Trecho fornecido:
━━━━━━

Já os varejistas de moda têm em seus estoques as coleções de roupas, calçados e acessórios.

A necessidade de variedade de cores, tamanhos e modelos torna a gestão de estoques um ponto fundamental para o faturamento.

Por outro lado, as coleções têm duração semestral, precisando ser renovadas em cada ciclo de coleção, e por isso sua gestão requer planejamento, projeção de vendas e conhecimento das necessidades dos clientes.

Varejistas de bens de consumo duráveis também possuem nos estoques um ponto importante, já que seu valor é elevado, assim como o risco de obsolescência.

Além dos estoques, a gestão de recebíveis é fundamental para as varejistas de bens de consumo semiduráveis (como moda) e duráveis (eletrodomésticos, eletrônicos etc.), já que é muito frequente a compra a prazo no cartão de crédito ou parcelamento próprio por crediário ou cartão da loja.

Assim, além de possuir grande importância para o sucesso da estratégia, os estoques e as contas a receber representam parcela importante do investimento.

━━━━━━

Dados fornecidos:
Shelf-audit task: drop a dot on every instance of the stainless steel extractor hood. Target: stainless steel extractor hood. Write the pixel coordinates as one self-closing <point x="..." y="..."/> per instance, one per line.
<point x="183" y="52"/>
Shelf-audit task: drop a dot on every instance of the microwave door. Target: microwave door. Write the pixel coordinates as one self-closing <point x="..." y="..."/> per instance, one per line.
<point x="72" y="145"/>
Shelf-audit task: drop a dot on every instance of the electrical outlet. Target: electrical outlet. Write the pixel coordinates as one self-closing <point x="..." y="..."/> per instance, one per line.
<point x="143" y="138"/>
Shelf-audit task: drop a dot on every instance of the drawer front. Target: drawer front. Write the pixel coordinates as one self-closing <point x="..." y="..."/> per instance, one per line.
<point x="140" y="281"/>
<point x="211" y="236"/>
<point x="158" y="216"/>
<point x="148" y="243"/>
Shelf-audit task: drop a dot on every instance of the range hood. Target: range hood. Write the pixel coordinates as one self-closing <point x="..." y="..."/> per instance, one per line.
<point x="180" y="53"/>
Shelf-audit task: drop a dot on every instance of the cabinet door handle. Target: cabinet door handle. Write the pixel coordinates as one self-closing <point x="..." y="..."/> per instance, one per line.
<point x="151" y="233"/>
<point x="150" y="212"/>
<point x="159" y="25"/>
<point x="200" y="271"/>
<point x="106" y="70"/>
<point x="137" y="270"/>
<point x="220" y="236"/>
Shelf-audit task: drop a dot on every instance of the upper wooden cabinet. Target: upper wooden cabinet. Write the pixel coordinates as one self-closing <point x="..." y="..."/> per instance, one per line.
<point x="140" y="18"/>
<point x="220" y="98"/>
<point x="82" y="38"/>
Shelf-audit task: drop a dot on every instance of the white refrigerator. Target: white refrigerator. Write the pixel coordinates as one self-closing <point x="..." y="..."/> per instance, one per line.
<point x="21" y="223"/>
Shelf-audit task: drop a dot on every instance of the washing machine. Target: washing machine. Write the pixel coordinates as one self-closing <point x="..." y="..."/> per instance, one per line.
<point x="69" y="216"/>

━━━━━━

A fazer:
1) Reproduza o trecho sobre gestão de estoques no varejo entre "A necessidade de" e "cartão da loja.", inclusive.
2) Por favor, retorne sem alterações cada linha dos registros que contém a palavra "hood".

Lista de respostas:
1)
A necessidade de variedade de cores, tamanhos e modelos torna a gestão de estoques um ponto fundamental para o faturamento.

Por outro lado, as coleções têm duração semestral, precisando ser renovadas em cada ciclo de coleção, e por isso sua gestão requer planejamento, projeção de vendas e conhecimento das necessidades dos clientes.

Varejistas de bens de consumo duráveis também possuem nos estoques um ponto importante, já que seu valor é elevado, assim como o risco de obsolescência.

Além dos estoques, a gestão de recebíveis é fundamental para as varejistas de bens de consumo semiduráveis (como moda) e duráveis (eletrodomésticos, eletrônicos etc.), já que é muito frequente a compra a prazo no cartão de crédito ou parcelamento próprio por crediário ou cartão da loja.

2)
Shelf-audit task: drop a dot on every instance of the stainless steel extractor hood. Target: stainless steel extractor hood. Write the pixel coordinates as one self-closing <point x="..." y="..."/> per instance, one per line.
Shelf-audit task: drop a dot on every instance of the range hood. Target: range hood. Write the pixel coordinates as one self-closing <point x="..." y="..."/> per instance, one per line.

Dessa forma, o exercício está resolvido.